-------- Текст документа --------
№ 06 (403) 02.02.2003

Предлагаем вам интервью со священником из Ордена "босых" братьев Пресвятой Девы Марии с горы Кармель, работающем в г. Усолье-Сибирское, о. Касьяном Дезором.

- Отец Касьян, расскажите, пожалуйста, как Вы осознали свое призвание к священству?

- Знаете, прежде надо рассказать о том, как я в детстве отошел от Бога, а потом, благодаря одному священнику, вернулся к Нему. В пять лет или около того во мне начался какой-то бунт против Бога. Думаю, во многом, это произошло оттого, что у нас было очень много католиков, как говорится, "от великих колоколов". То есть тех, кто появлялся в храме по великим праздникам со звоном колоколов – на Рождество, к примеру, или на Пасху. Вера зачастую сводилась к выполнению обрядов и запретов. Раз идет Великий Пост, значит, нельзя петь песни, нельзя танцевать, этого нельзя, того нельзя. Будучи совсем маленьким мальчиком, я уже чувствовал себя связанным Богом. Я хотел свободы, хотел радоваться, хотел быть счастливым. И через это я постепенно пошел в грех.
Не то, чтобы я был плохим человеком, но я был слаб, мог легко пойти на обман, был полон всяческих суеверий и прочее. Смерти боялся, ада боялся, а вот греха – нет. К исповеди ходил, как с мусорным ведром на помойку. Чувствую, что мое "ведро" уже полное – сходил на исповедь, "выбросил мусор" и пошел домой снова мусор копить, не пытаясь изменить ни свою жизнь, ни свою душу. Серьезно же задуматься над всем этим меня заставил наш префект, учитель Закона Божиего, который пришел к нам на второй год моего обучения в гимназии, в 1946 г. Мне тогда было 13 лет (вообще-то я в 1939 г. должен был пойти в школу, но началась война, и мы не учились). Это был человек, который не только словами, но всей своей жизнью показывал нам, что такое христианство. Мы его очень уважали.
По окончании второго класса мы должны были разъехаться на каникулы, и перед отъездом договорились, что будем летом переписываться с префектом. Я приехал в деревню и продолжал вести себя так же, как всегда. Помню, как-то раз переплывал глубокое озеро. Оно образовалось в результате разлома, и казалось, что на середине этого озера дна просто не было. Я любил преодолевать всякие препятствия и сказал ребятам: «Переплыву». Никто не хотел этого, но если уж я чего-то захотел, то не отступлюсь, сделаю. Плыву я и смотрю на воду под собою. Поначалу она была зеленой, потом – темно-зеленой, потом – черно-зеленой, а потом – просто черной. А я был тогда в таких грехах, что подумал: если сейчас утону – то не только физически буду гнить в этой черной воде, но сразу в ад попаду.
-------- Исходные данные --------
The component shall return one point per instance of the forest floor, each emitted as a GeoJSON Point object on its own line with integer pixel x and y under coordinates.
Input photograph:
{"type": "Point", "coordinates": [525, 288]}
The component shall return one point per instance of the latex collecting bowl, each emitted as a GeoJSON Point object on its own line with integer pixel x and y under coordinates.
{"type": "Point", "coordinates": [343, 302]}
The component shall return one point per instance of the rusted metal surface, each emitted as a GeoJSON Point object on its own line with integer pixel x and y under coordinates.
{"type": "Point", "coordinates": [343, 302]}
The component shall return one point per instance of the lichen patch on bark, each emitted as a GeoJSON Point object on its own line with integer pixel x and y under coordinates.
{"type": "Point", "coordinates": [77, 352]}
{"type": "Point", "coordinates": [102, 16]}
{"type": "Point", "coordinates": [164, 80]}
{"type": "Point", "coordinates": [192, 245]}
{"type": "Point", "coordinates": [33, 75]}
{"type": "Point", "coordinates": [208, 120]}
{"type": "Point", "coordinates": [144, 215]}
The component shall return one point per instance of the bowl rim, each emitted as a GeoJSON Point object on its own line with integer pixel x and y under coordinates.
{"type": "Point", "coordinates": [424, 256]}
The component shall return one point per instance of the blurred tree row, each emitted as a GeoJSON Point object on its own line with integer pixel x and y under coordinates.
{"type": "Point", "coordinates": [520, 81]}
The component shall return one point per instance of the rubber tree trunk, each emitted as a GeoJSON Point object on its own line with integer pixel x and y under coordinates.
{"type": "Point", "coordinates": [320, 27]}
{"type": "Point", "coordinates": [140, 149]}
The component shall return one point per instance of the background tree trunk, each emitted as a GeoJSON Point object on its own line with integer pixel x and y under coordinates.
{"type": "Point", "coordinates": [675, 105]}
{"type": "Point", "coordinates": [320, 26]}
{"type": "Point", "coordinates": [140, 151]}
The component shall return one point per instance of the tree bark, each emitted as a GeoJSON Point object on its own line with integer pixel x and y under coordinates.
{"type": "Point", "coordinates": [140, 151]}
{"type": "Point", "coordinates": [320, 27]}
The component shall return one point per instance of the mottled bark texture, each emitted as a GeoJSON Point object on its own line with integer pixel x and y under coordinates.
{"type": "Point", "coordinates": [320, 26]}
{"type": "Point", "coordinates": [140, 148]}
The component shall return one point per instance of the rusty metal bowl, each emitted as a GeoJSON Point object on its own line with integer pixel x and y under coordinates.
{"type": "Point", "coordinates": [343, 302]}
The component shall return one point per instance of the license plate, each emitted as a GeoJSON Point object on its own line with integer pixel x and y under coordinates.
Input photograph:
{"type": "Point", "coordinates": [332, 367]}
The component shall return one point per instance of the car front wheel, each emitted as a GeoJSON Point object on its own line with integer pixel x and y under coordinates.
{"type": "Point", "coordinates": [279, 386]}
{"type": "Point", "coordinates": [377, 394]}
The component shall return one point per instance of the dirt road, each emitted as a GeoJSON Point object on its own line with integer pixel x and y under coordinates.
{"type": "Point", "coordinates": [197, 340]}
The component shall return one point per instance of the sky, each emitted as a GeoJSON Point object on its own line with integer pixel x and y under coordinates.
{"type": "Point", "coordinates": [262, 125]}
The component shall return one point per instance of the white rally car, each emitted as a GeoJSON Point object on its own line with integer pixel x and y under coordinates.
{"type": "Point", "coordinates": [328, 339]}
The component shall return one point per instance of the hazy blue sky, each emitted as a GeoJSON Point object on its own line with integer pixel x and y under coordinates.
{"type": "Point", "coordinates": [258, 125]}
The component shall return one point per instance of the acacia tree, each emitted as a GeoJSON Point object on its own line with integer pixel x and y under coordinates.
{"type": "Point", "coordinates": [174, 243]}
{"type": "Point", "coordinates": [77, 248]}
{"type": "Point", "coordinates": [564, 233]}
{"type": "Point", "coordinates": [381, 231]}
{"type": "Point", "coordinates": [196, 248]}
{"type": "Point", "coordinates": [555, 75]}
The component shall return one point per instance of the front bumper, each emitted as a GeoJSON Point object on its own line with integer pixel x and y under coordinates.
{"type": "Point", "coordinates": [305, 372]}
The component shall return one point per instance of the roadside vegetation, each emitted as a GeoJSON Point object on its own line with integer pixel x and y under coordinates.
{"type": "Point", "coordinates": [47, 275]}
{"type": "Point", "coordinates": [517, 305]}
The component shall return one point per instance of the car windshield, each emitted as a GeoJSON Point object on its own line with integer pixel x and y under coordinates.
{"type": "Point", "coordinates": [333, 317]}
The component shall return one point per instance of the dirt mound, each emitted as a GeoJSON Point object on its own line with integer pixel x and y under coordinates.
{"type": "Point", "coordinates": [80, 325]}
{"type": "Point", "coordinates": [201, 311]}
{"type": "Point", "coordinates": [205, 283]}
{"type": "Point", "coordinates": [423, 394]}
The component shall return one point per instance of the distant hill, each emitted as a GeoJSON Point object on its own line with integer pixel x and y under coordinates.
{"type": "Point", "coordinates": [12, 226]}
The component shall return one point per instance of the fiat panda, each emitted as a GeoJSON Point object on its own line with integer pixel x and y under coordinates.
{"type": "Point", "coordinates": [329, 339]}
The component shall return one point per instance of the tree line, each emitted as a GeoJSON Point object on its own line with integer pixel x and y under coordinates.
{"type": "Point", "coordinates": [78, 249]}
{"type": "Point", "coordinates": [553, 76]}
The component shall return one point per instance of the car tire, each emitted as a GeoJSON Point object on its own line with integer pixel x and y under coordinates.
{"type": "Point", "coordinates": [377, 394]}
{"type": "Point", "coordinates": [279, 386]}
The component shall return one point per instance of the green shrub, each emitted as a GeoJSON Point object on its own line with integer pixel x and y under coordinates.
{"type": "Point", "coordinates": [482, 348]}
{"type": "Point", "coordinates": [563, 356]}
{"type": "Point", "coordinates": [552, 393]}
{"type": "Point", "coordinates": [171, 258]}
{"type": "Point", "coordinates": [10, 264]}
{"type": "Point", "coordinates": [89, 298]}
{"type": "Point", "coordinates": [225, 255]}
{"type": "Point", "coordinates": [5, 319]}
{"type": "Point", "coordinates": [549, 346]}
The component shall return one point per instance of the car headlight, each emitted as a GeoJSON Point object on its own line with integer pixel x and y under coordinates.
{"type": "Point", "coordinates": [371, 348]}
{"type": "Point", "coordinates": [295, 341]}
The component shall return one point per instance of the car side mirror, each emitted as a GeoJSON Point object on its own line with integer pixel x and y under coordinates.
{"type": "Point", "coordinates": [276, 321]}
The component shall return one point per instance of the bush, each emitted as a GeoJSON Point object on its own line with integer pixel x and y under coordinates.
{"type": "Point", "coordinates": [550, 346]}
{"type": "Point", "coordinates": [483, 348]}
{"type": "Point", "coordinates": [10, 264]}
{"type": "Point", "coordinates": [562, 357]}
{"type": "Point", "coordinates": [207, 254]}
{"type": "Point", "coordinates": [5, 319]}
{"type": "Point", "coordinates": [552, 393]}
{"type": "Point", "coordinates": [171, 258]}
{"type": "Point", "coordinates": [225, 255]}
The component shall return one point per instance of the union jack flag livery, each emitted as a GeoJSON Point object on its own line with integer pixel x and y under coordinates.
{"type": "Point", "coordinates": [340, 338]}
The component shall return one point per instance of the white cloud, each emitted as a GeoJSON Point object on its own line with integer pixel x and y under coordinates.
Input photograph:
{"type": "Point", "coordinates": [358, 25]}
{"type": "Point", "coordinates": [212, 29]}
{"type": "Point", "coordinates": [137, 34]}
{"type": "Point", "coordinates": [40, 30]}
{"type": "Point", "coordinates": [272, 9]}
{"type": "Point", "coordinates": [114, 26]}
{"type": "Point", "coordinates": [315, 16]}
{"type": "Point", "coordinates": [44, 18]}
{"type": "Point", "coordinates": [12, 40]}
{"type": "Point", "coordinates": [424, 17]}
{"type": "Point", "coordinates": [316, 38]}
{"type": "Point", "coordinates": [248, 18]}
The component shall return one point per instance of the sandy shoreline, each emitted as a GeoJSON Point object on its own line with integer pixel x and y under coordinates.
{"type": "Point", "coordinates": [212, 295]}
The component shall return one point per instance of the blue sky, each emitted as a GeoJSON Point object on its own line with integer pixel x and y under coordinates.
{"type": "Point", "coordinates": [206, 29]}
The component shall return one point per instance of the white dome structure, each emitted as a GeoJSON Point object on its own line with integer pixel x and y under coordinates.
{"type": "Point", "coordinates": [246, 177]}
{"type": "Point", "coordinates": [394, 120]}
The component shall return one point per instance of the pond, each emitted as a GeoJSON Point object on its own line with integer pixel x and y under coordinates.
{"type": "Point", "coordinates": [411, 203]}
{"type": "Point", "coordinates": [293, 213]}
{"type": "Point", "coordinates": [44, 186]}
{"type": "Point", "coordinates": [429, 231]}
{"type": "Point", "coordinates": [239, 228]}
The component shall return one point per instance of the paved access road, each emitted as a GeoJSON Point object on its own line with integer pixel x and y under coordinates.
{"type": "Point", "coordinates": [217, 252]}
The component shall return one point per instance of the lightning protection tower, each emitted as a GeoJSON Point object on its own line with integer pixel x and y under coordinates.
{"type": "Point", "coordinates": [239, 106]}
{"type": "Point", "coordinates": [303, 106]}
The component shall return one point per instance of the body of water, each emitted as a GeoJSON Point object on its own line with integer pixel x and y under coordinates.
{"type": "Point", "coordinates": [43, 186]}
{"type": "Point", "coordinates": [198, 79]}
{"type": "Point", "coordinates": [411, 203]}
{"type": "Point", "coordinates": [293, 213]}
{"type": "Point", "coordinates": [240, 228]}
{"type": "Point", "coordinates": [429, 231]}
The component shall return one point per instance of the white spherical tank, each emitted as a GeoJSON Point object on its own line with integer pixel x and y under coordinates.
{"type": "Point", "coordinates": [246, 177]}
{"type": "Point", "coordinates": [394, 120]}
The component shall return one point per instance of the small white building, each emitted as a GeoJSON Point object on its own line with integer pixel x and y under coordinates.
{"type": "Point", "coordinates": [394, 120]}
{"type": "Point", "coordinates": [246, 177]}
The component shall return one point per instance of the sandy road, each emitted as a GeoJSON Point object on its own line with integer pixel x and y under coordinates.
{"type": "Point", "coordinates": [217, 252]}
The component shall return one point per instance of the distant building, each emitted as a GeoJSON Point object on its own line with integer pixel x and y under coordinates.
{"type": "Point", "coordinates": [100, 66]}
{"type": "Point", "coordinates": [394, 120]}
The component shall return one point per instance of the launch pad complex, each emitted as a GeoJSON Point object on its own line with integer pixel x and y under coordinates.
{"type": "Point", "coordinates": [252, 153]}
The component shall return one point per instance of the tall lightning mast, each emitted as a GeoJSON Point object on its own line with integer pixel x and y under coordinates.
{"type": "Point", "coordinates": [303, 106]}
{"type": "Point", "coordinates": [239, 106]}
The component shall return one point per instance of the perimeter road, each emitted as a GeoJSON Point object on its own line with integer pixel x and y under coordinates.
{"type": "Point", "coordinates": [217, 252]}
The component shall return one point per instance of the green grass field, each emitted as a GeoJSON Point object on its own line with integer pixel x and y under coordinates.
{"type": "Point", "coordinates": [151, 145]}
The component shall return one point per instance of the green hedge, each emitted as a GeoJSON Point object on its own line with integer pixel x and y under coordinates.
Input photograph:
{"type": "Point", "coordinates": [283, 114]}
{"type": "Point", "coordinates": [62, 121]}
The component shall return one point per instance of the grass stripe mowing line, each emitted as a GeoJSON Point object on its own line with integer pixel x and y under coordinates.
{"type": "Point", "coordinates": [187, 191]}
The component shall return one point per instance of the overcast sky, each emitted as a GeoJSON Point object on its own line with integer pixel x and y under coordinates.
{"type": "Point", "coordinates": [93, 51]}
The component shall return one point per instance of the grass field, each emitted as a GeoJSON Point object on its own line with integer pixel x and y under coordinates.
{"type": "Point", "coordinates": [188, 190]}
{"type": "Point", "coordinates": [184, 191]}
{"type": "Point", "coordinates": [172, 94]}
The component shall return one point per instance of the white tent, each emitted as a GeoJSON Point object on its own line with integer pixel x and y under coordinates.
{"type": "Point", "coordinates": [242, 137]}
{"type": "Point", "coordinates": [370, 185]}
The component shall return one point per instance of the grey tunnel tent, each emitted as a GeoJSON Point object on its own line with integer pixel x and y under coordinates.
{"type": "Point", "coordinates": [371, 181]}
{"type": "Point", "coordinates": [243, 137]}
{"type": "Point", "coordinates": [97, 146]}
--------
Задания |
a) Сколько лет было отцу Касьяну, когда в гимназию пришел новый префект, судя по интервью?
b) Перепишите слово в слово отрывок из интервью: начните со слов "- Отец Касьян, расскажите, пожалуйста, как" и остановитесь после слов "пошел в грех.".
c) Перескажите в виде короткого списка абзац интервью, начинающийся словами «По окончании второго класса», и сохраните его основные факты.

Ожидаемые ответы |
a) Ему было 13 лет.

b)
- Отец Касьян, расскажите, пожалуйста, как Вы осознали свое призвание к священству?

- Знаете, прежде надо рассказать о том, как я в детстве отошел от Бога, а потом, благодаря одному священнику, вернулся к Нему. В пять лет или около того во мне начался какой-то бунт против Бога. Думаю, во многом, это произошло оттого, что у нас было очень много католиков, как говорится, "от великих колоколов". То есть тех, кто появлялся в храме по великим праздникам со звоном колоколов – на Рождество, к примеру, или на Пасху. Вера зачастую сводилась к выполнению обрядов и запретов. Раз идет Великий Пост, значит, нельзя петь песни, нельзя танцевать, этого нельзя, того нельзя. Будучи совсем маленьким мальчиком, я уже чувствовал себя связанным Богом. Я хотел свободы, хотел радоваться, хотел быть счастливым. И через это я постепенно пошел в грех.

c)
- Перед летними каникулами после второго класса ученики договорились переписываться с префектом.
- Вернувшись в деревню, рассказчик вел себя как прежде.
- Однажды он решил переплыть глубокое озеро, которое образовалось в результате разлома. Казалось, что на середине у него нет дна.
- Он любил преодолевать препятствия, поэтому не отступил, хотя никто этого не хотел.
- Пока он плыл, вода под ним темнела: сначала была зеленой, затем черно-зеленой, а потом черной.
- Из-за своих грехов он подумал, что если утонет, то не только сгниет в черной воде, но и сразу попадет в ад.